— START SELECTED EXCERPT —
So the start of the Premiership for us wasn't exactly a time for giddy anticipation of glory. More, an opportunity for anxiety and bile about the failures of the owners to live up to my unrealistic expectations (as well as their own season-ticket selling hyperbollocks).
We even had a close season transfer coup (in the context of a relegated severely indebted team) with the signing of Kevin Nolan. And only one of our England players has left. Those whom it would be unfair to expect to play in the Championship (according to a Pornographer), even though their performances were in large part responsible for us now being in said Championship - Super Scott honourably excepted. And the departed Matthew Upson most West Ham fans would have, if asked, contributed to a whip-round for his fare out after his non-performances last-year. As well as that, a healthy amount of dead-wood has gone (goodbye Keiron Dyer, Luis Boa Morte).
So I thought the big-build up would pass me by.
I felt like the dispossessed outside the opulent restaurant, inside the windows of which the sleek, rich, beautiful people dined on all manners of delights and enjoyed a cornucopia of pleasures. Meanwhile, in the cold of inattention, the poverty of our fare was driven home by the Championship fixture list. Doncaster Rovers for the first time in 53 years. And on the back of the let-down that was last Saturday's failure (ten losses on the trot carrying on from last season), away from home so even the weary trudge was not leavened by the bonhomie (or acid commentaries) of fellow-sufferers.
— END SELECTED EXCERPT —
— START DATA FOR PROCESSING —
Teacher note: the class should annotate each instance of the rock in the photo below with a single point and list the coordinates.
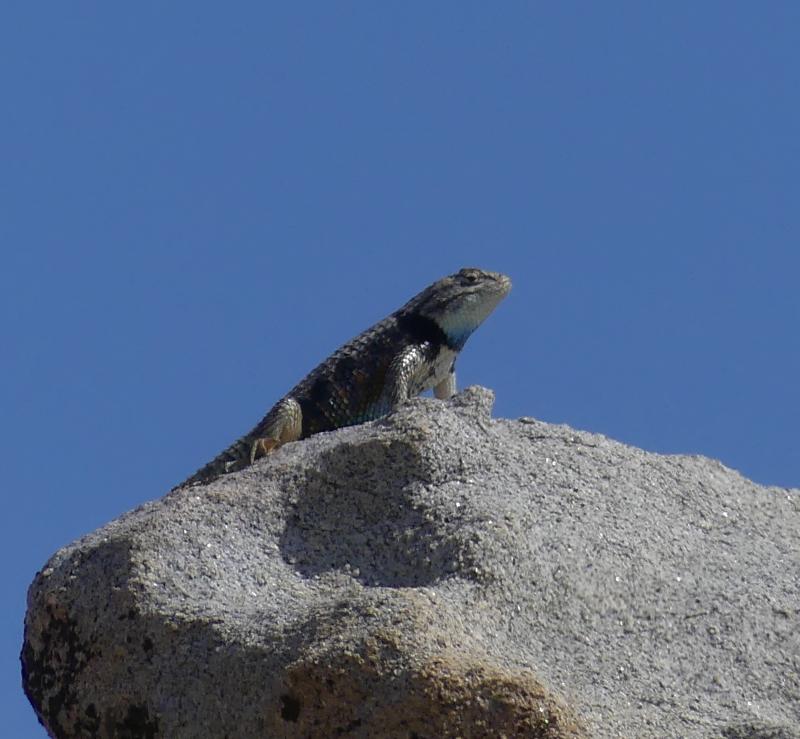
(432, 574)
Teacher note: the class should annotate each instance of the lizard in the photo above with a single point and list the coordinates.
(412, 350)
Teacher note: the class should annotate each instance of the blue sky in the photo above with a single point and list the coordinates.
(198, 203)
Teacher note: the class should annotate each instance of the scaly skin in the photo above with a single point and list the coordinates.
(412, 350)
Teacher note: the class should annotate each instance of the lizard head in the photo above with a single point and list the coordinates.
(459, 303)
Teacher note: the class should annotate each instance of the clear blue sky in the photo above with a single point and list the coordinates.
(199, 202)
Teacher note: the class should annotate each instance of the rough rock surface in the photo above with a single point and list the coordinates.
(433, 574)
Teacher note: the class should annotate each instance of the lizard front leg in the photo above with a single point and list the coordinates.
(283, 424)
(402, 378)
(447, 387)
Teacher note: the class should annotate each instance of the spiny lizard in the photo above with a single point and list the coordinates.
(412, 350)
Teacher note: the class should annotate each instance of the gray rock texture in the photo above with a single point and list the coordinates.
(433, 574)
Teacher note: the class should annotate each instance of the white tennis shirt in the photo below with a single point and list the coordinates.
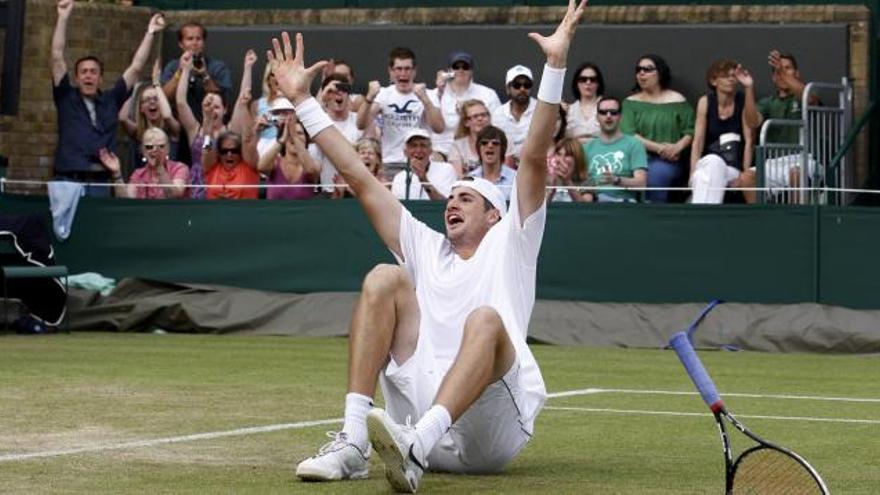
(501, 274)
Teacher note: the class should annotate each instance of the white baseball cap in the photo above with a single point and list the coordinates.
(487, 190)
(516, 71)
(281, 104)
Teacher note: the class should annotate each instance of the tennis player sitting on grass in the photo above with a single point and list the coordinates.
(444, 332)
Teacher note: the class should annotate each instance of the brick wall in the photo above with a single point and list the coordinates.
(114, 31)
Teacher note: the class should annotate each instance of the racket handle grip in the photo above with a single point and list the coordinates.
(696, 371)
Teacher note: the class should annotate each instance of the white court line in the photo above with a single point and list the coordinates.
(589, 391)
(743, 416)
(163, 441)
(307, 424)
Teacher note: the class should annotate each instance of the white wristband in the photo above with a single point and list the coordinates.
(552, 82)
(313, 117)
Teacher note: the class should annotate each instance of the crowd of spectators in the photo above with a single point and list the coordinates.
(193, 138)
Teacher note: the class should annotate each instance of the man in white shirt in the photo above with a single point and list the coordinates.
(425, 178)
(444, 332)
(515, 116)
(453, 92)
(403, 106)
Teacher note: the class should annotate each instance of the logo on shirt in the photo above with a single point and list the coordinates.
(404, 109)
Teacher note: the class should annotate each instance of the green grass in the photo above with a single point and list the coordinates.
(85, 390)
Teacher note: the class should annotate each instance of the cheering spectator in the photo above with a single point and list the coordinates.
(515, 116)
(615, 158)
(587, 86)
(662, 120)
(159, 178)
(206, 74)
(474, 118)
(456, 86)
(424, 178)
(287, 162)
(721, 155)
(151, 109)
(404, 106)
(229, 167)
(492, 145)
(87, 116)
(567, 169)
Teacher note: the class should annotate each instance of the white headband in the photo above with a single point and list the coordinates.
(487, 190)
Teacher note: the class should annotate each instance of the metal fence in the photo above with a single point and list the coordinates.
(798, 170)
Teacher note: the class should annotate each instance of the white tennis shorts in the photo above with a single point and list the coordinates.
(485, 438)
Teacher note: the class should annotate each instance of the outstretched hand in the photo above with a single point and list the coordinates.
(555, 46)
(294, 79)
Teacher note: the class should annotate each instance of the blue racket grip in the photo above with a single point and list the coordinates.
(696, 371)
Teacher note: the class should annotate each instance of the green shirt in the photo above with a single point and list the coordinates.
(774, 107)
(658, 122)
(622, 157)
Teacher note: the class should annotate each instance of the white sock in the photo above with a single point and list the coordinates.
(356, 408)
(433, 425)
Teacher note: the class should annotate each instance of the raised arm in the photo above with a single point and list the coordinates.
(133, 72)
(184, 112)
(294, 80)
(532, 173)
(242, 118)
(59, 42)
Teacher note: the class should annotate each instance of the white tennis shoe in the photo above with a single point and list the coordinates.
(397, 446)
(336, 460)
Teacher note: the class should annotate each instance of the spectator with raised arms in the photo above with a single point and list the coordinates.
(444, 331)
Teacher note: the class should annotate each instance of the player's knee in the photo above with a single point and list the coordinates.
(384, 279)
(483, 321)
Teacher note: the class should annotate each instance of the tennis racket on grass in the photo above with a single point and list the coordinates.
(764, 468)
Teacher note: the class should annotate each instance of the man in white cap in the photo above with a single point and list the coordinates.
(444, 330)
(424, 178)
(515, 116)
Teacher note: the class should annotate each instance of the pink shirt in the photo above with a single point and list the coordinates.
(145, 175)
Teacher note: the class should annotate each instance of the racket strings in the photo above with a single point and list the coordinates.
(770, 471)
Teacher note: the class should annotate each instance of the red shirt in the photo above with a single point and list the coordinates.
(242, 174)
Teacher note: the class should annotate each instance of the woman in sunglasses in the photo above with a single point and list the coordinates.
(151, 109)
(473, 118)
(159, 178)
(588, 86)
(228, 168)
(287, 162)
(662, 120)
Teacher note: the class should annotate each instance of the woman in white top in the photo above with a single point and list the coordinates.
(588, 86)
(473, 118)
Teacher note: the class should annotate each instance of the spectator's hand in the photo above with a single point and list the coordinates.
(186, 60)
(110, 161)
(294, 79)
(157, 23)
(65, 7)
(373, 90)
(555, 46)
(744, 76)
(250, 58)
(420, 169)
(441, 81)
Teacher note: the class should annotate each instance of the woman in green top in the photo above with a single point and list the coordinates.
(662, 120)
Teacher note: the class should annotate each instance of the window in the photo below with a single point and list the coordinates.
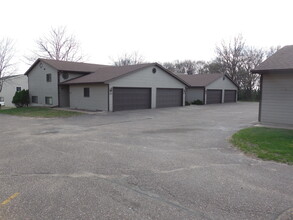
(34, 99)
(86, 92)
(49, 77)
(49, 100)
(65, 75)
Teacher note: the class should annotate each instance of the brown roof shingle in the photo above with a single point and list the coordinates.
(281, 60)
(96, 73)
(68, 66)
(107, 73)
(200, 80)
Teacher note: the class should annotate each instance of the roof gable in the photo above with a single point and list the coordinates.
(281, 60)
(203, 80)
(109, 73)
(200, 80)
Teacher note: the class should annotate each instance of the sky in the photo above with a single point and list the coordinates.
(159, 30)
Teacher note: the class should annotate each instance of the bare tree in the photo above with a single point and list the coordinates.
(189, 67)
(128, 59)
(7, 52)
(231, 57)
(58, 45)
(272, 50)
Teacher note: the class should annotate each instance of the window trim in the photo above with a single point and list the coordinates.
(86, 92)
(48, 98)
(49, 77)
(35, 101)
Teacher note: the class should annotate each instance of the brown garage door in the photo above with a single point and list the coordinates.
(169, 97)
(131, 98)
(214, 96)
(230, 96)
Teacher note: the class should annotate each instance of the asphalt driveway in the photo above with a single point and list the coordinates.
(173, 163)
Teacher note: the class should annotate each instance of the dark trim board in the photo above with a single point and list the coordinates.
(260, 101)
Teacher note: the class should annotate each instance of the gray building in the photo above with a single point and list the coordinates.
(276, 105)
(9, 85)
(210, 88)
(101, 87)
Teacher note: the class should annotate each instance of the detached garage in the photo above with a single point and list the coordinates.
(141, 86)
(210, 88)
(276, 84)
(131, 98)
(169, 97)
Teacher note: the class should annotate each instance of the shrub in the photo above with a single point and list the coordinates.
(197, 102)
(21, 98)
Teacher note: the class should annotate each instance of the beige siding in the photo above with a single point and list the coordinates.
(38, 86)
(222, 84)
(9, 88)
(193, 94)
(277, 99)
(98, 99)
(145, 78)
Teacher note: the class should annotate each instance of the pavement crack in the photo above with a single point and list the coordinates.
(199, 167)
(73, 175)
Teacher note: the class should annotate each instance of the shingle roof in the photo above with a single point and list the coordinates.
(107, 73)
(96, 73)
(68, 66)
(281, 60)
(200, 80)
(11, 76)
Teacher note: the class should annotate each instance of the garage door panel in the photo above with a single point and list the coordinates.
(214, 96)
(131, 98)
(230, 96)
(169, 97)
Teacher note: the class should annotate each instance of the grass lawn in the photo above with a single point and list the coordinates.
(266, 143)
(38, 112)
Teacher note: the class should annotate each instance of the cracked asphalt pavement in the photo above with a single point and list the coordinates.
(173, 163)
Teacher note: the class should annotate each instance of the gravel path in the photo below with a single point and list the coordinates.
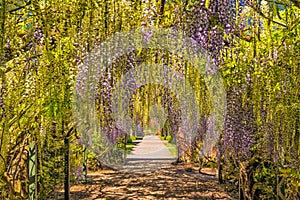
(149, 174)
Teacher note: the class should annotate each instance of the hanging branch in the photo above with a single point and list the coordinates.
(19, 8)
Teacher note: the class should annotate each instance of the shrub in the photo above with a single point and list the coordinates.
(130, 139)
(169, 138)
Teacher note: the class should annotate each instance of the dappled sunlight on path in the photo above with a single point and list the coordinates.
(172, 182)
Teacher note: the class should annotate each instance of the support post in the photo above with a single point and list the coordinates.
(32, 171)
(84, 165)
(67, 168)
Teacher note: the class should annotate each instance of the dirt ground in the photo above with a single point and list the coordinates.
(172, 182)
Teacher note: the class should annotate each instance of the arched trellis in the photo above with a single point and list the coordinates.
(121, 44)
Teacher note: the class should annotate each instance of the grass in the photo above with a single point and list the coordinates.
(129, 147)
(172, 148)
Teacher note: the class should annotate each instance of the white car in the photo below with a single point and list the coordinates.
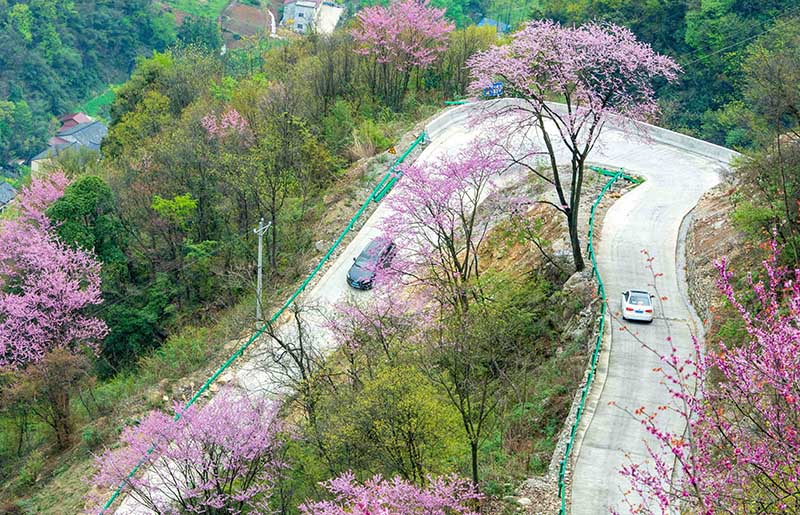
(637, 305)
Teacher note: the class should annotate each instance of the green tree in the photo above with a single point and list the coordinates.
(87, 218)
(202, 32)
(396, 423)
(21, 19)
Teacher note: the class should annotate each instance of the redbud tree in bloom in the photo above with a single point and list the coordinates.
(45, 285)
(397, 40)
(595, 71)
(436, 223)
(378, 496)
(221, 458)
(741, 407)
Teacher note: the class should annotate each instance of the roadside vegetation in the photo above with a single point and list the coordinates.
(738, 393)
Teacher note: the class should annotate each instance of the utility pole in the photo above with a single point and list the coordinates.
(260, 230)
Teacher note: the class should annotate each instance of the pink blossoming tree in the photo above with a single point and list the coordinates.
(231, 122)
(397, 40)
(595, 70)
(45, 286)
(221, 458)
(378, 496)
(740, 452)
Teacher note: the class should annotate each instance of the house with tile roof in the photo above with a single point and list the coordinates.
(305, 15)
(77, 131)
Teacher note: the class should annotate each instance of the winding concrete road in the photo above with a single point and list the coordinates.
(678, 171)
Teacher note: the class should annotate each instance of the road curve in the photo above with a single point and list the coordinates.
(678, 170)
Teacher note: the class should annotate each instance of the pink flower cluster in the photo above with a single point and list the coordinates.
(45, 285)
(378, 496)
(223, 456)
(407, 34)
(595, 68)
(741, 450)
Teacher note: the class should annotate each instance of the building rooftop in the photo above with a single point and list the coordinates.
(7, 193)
— END DATA FOR PROCESSING —
_STATED PROBLEM A:_ Translate this sentence from the West Ham passage into Spanish: "So I thought the big-build up would pass me by."
_STATED PROBLEM B:_ Please lay out the rows from the line containing "of the winding" through the end of the rows, both ends included, as a Markdown table with the columns No. and Line, leaving out blank lines.

_TASK OUTPUT A:_ Así que pensé que la gran expectación previa me pasaría de largo.

_TASK OUTPUT B:_
| No. | Line |
|---|---|
| 1 | Teacher note: the class should annotate each instance of the winding concrete road in the photo above with a single point and list the coordinates. |
| 2 | (678, 171) |
| 3 | Teacher note: the class should annotate each instance of the road curve in the photo above with a single point and list the coordinates. |
| 4 | (678, 170) |
| 5 | Teacher note: the class should annotate each instance of the pink flower cluster in the photo above with a single point and list the coordinates. |
| 6 | (45, 285) |
| 7 | (378, 496) |
| 8 | (223, 456) |
| 9 | (407, 34) |
| 10 | (595, 68) |
| 11 | (741, 450) |
| 12 | Teacher note: the class should annotate each instance of the building rooftop in the photo above with a single point and list the coordinates. |
| 13 | (7, 193) |